Aim -> How many lines in the rows below contain the word "green"? Give only the number.

Material to process ->
━━━━━━━━━━

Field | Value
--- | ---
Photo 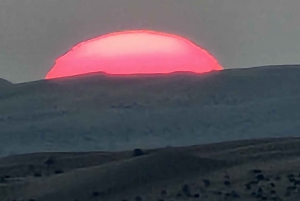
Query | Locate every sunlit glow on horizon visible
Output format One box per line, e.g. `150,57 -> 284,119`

45,30 -> 223,79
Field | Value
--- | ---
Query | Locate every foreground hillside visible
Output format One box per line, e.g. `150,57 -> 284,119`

0,138 -> 300,201
0,65 -> 300,156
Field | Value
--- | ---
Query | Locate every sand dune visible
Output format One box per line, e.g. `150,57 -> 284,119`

0,138 -> 300,201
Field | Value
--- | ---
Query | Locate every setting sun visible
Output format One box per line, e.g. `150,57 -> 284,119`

45,30 -> 223,79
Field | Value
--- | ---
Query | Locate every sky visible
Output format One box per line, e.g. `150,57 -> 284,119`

0,0 -> 300,83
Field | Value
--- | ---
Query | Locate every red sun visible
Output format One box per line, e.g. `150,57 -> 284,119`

45,30 -> 223,79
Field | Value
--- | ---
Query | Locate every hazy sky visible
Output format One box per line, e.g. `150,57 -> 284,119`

0,0 -> 300,83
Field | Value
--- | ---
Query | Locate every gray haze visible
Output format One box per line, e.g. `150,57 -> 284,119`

0,0 -> 300,83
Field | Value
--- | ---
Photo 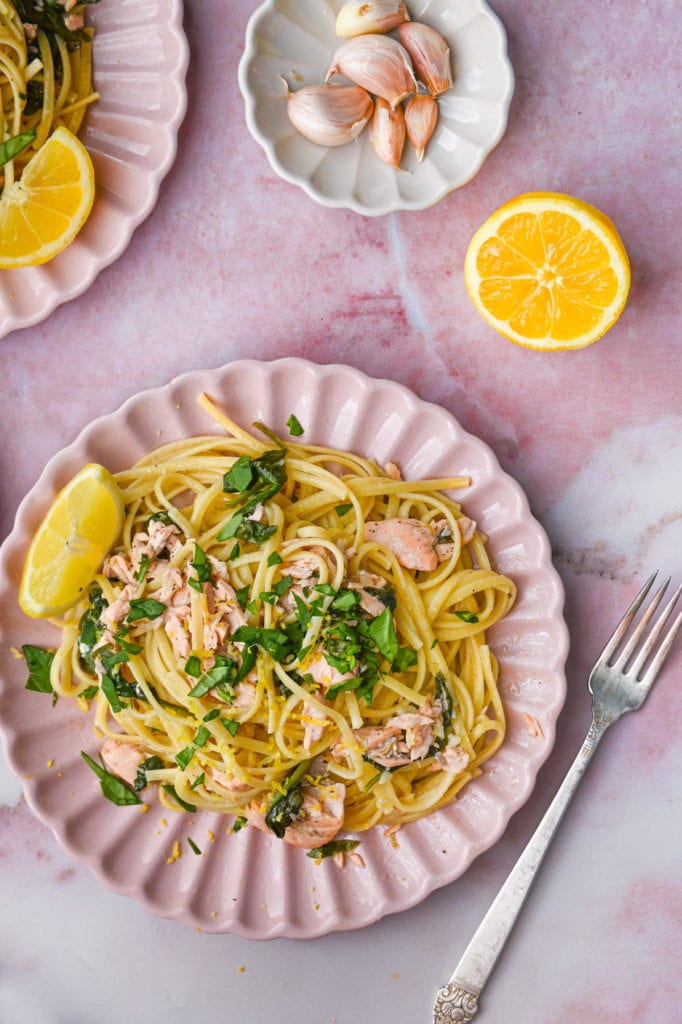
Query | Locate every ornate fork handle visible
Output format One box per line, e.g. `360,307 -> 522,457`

433,701 -> 620,1024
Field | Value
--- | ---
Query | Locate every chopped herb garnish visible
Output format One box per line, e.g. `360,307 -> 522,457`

265,758 -> 313,839
175,746 -> 195,771
135,555 -> 150,583
126,597 -> 166,623
22,643 -> 54,693
184,654 -> 202,679
134,754 -> 164,793
0,128 -> 36,167
287,413 -> 305,437
81,751 -> 142,807
306,839 -> 359,860
161,782 -> 197,814
193,725 -> 211,746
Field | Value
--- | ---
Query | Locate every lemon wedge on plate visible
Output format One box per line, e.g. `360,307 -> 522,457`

18,463 -> 124,618
464,193 -> 630,351
0,128 -> 94,269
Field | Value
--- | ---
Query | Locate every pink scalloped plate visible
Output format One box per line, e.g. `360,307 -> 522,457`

0,358 -> 568,939
0,0 -> 188,338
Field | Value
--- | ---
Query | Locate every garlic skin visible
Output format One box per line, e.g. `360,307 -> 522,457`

370,96 -> 406,171
325,33 -> 417,108
287,84 -> 374,145
404,95 -> 438,164
398,22 -> 453,96
336,0 -> 410,39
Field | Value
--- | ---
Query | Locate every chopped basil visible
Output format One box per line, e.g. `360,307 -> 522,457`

135,555 -> 150,583
0,128 -> 36,167
265,758 -> 313,839
81,751 -> 142,807
22,643 -> 54,693
306,839 -> 359,860
189,771 -> 206,790
287,413 -> 305,437
161,782 -> 197,814
175,746 -> 195,771
134,754 -> 164,793
184,654 -> 202,679
126,597 -> 166,623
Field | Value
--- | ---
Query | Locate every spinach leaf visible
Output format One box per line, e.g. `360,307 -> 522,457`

81,751 -> 142,807
22,643 -> 54,693
0,128 -> 36,167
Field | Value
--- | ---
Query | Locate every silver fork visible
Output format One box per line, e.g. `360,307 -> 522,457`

433,572 -> 682,1024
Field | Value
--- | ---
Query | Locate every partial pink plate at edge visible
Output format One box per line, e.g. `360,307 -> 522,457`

0,0 -> 188,339
0,358 -> 568,939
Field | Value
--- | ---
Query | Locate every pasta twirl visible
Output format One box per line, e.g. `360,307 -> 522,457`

51,396 -> 515,851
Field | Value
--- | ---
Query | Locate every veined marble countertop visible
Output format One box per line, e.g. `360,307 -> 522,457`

0,0 -> 682,1024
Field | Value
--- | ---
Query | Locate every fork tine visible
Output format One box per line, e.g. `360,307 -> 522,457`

630,586 -> 682,679
611,577 -> 670,672
597,569 -> 658,665
642,611 -> 682,691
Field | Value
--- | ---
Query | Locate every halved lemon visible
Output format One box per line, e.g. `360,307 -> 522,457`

464,193 -> 630,351
0,128 -> 94,269
18,463 -> 124,618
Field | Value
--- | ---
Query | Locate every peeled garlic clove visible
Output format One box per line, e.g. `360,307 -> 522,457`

326,36 -> 417,106
370,97 -> 406,171
404,95 -> 438,163
280,85 -> 374,145
336,0 -> 410,39
398,22 -> 453,96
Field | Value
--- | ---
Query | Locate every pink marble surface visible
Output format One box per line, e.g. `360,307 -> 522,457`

0,0 -> 682,1024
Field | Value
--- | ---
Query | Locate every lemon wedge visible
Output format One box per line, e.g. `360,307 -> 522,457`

464,193 -> 630,351
18,463 -> 124,618
0,128 -> 94,269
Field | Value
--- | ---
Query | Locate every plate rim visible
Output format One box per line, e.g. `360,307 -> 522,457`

0,0 -> 189,341
0,356 -> 569,939
238,0 -> 516,217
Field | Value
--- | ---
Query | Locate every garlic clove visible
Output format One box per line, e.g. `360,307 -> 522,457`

404,95 -> 438,164
336,0 -> 410,39
398,22 -> 453,96
287,84 -> 374,145
326,35 -> 417,108
370,96 -> 406,171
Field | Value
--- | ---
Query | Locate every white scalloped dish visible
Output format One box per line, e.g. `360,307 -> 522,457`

0,0 -> 187,338
240,0 -> 514,216
0,359 -> 567,939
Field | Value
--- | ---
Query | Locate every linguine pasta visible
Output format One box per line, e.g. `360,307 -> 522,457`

51,396 -> 515,852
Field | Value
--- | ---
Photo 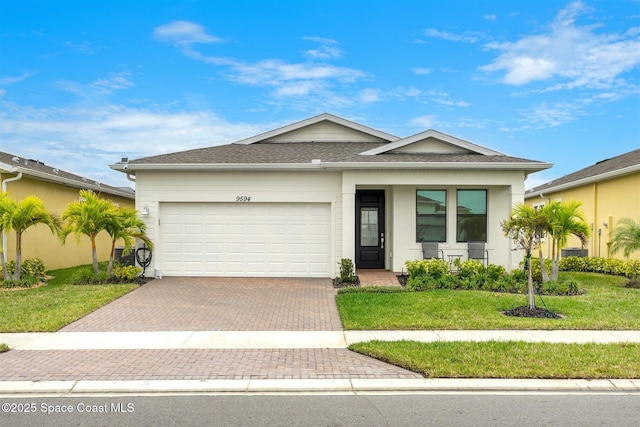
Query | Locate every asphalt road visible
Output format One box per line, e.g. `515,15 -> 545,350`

0,393 -> 640,427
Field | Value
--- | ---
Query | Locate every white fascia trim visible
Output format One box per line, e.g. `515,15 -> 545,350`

234,113 -> 399,145
524,165 -> 640,199
117,161 -> 552,174
109,163 -> 323,171
322,162 -> 553,173
360,129 -> 505,156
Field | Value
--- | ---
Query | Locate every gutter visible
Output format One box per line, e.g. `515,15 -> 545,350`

2,172 -> 22,260
109,160 -> 553,174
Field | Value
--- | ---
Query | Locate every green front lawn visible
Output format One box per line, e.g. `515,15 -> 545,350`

0,266 -> 138,332
336,273 -> 640,330
349,341 -> 640,379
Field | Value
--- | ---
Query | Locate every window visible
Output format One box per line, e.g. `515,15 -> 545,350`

456,190 -> 487,242
416,190 -> 447,242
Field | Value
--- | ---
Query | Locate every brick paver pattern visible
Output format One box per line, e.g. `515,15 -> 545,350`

62,277 -> 342,332
0,349 -> 421,381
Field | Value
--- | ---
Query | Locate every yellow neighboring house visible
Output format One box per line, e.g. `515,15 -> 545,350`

0,151 -> 135,270
524,150 -> 640,260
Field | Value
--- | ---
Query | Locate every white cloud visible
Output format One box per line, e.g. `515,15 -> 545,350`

89,72 -> 135,94
153,21 -> 222,46
410,115 -> 436,129
0,71 -> 35,86
303,37 -> 343,59
480,2 -> 640,90
424,28 -> 478,43
358,89 -> 381,103
0,101 -> 264,185
412,67 -> 431,76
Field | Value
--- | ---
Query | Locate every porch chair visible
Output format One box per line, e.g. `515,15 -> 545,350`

467,242 -> 489,267
422,242 -> 444,259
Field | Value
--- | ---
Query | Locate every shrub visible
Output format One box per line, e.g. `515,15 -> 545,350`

560,257 -> 640,278
0,275 -> 40,289
338,258 -> 356,283
405,259 -> 449,278
73,268 -> 109,285
7,258 -> 47,277
113,265 -> 142,282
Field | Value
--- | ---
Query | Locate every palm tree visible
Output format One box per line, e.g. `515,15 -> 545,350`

0,192 -> 10,280
106,208 -> 153,274
61,190 -> 116,276
547,200 -> 590,280
501,203 -> 545,309
611,218 -> 640,258
1,196 -> 60,280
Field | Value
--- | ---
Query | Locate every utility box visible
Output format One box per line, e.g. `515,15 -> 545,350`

114,248 -> 136,265
560,248 -> 589,258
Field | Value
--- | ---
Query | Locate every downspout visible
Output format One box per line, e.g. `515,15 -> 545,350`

2,172 -> 22,259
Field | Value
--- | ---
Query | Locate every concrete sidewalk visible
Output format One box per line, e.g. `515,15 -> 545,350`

0,330 -> 640,396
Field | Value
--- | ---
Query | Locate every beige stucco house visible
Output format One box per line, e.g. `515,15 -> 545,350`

111,114 -> 551,277
0,151 -> 135,269
525,149 -> 640,260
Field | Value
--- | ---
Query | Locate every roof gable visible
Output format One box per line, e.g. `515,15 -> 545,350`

0,151 -> 135,199
525,149 -> 640,198
235,113 -> 399,145
360,129 -> 504,156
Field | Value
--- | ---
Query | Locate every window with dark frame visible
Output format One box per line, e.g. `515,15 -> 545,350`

416,190 -> 447,242
456,190 -> 487,242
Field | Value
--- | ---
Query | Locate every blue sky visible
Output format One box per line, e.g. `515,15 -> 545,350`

0,0 -> 640,188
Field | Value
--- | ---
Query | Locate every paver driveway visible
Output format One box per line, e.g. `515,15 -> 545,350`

62,277 -> 342,332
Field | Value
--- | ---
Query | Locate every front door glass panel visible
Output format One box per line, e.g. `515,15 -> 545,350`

360,208 -> 380,247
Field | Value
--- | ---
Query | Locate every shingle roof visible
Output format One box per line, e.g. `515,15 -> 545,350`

129,142 -> 544,166
0,151 -> 135,200
526,149 -> 640,195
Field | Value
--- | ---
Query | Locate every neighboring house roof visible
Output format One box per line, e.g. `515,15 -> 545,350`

111,114 -> 551,174
525,149 -> 640,199
0,151 -> 135,200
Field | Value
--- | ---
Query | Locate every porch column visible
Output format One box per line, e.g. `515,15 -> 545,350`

342,183 -> 356,264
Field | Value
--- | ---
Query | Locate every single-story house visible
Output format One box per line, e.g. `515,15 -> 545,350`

0,151 -> 135,269
525,149 -> 640,260
111,114 -> 551,277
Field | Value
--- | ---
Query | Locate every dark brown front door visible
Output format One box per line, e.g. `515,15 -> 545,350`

356,190 -> 385,268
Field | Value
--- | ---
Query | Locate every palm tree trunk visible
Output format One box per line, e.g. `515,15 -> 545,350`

91,235 -> 100,276
13,230 -> 22,281
527,253 -> 536,310
107,240 -> 116,276
538,249 -> 549,283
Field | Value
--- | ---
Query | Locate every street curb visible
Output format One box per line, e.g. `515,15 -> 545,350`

0,378 -> 640,397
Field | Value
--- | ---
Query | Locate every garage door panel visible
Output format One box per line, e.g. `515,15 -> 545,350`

161,203 -> 331,276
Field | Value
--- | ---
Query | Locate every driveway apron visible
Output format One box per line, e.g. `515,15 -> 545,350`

0,277 -> 421,381
62,277 -> 342,332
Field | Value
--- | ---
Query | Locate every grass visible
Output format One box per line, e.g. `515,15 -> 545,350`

349,341 -> 640,379
0,266 -> 138,332
336,273 -> 640,330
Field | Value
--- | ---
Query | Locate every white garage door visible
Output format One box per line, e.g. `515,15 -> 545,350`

160,203 -> 331,277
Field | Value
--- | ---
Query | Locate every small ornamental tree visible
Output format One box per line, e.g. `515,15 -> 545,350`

105,208 -> 153,274
500,203 -> 545,310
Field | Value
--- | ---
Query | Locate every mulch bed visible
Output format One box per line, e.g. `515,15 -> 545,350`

333,276 -> 360,289
503,305 -> 562,319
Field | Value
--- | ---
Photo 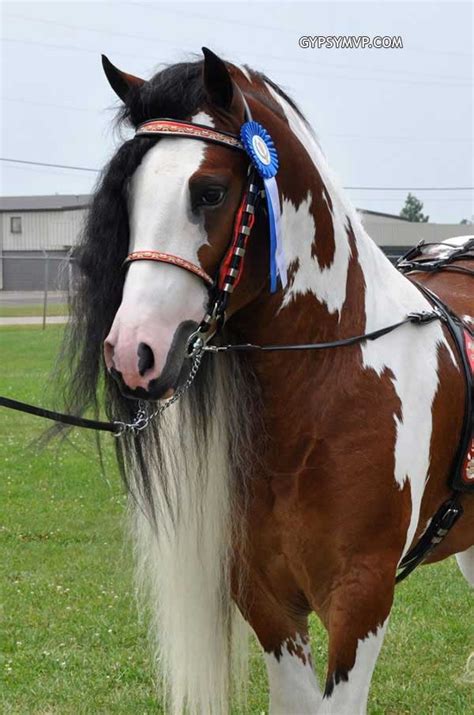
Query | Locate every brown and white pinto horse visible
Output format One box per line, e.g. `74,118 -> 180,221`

73,51 -> 474,715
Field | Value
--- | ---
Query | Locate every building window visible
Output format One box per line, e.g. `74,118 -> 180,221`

10,216 -> 21,233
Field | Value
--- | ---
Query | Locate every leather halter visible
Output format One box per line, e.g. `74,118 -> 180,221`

124,251 -> 214,285
135,119 -> 243,151
124,117 -> 261,338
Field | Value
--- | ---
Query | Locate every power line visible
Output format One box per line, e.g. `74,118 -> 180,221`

4,13 -> 471,82
0,157 -> 474,191
0,156 -> 100,174
124,2 -> 471,58
0,37 -> 471,89
344,186 -> 474,191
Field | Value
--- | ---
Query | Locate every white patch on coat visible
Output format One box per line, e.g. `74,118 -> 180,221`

267,85 -> 458,552
266,84 -> 351,314
264,634 -> 322,715
317,619 -> 388,715
108,134 -> 210,380
353,219 -> 457,553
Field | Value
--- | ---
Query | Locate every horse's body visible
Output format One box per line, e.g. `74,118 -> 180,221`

68,51 -> 474,715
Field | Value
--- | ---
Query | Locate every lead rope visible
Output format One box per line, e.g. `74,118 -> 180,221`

113,350 -> 204,437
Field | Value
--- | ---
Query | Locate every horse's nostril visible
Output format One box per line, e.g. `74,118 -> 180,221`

137,343 -> 155,377
104,340 -> 114,370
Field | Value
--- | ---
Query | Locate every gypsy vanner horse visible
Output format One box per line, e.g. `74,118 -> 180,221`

63,50 -> 474,715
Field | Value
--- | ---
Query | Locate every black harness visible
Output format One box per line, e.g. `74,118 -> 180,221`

0,138 -> 474,583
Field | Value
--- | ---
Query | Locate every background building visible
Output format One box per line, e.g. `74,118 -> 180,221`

0,194 -> 474,290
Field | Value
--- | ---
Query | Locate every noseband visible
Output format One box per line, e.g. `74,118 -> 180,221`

124,114 -> 265,346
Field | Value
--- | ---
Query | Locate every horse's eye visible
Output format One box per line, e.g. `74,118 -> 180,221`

199,186 -> 225,206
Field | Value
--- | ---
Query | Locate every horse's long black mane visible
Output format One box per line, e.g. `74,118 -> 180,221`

61,60 -> 297,516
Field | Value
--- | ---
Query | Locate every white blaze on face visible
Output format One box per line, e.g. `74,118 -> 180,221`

107,113 -> 212,389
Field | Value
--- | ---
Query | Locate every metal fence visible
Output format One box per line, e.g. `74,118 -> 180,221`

0,251 -> 76,328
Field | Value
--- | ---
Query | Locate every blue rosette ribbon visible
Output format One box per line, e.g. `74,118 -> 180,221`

240,120 -> 287,293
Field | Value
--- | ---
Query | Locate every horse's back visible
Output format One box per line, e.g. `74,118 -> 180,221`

407,236 -> 474,328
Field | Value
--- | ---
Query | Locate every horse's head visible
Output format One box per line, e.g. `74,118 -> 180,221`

104,50 -> 266,399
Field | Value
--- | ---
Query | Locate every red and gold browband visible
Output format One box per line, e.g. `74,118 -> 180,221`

124,251 -> 214,285
135,119 -> 244,151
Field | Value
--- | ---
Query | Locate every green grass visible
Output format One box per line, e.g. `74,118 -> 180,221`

0,326 -> 474,715
0,303 -> 68,318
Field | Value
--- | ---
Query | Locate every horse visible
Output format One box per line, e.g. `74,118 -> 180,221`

62,49 -> 474,715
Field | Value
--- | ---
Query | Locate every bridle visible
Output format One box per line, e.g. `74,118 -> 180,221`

124,115 -> 265,356
0,107 -> 473,583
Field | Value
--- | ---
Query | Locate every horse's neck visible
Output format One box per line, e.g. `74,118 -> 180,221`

262,88 -> 425,337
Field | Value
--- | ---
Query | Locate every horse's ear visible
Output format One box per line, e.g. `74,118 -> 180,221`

202,47 -> 234,110
102,55 -> 145,104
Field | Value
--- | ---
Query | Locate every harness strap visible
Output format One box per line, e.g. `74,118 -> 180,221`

395,494 -> 464,583
0,396 -> 122,434
135,119 -> 244,151
123,250 -> 214,285
202,310 -> 442,353
414,281 -> 474,492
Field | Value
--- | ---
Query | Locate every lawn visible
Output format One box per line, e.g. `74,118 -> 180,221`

0,303 -> 68,318
0,326 -> 474,715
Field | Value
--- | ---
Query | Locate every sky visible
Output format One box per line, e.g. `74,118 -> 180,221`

0,0 -> 474,223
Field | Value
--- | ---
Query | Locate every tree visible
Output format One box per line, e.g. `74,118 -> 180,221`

400,194 -> 430,223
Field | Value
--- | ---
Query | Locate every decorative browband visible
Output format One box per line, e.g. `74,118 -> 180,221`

━━━━━━━━━━

Answer to the exercise -> 2